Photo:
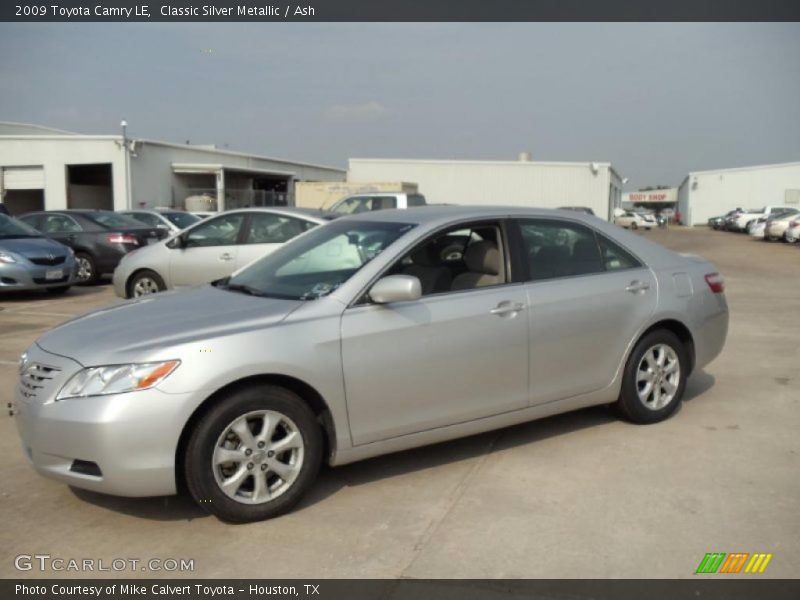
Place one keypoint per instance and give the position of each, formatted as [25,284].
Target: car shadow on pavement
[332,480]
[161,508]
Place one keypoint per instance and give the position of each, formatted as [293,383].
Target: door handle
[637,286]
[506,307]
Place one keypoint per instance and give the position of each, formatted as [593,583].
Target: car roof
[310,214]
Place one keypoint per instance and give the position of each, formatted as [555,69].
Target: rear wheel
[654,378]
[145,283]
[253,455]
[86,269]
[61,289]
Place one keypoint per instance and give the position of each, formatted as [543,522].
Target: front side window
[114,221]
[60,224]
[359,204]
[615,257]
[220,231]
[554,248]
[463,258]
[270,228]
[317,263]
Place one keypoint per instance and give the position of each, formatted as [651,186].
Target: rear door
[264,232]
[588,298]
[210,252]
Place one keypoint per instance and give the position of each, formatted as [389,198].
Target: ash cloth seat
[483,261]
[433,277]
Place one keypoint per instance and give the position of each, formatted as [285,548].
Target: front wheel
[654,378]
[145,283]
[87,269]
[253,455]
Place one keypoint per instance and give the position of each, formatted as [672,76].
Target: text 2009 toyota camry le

= = = = =

▶ _Directions_
Copy out every line of the records above word for word, without the picture.

▶ _Exercise response_
Photo:
Place one keypoint per instance and give the position of each, formatted as [25,284].
Target: car shadow on pavement
[332,480]
[161,508]
Place one keypoint per instance and give the position of each, formatted as [293,383].
Target: door handle
[637,286]
[506,307]
Place one keypoint per instance and give the position of each, formatted as [593,583].
Target: car roof
[310,214]
Place one keypoint per instance and give the position of each, formatted as [555,69].
Target: rear wheel
[654,378]
[145,283]
[253,455]
[86,269]
[61,289]
Place one keypoint per instance and give the position of each, formatted as [543,522].
Target: front side window
[114,221]
[60,224]
[359,204]
[615,257]
[220,231]
[554,248]
[463,258]
[270,228]
[317,263]
Place one keypoint per instance and give the position of each, formatted as [651,186].
Target: rear door
[264,232]
[588,298]
[210,252]
Place one keypoint per instance and give the position of each, formatted as [389,198].
Target: ash cloth seat
[483,261]
[433,277]
Place one keypoint per instance and give the position of each, formatted as [285,548].
Target: front wheel
[654,378]
[145,283]
[87,269]
[253,455]
Place one keypoint per instance and give the position of each, formatted as [672,76].
Target: text 2009 toyota camry le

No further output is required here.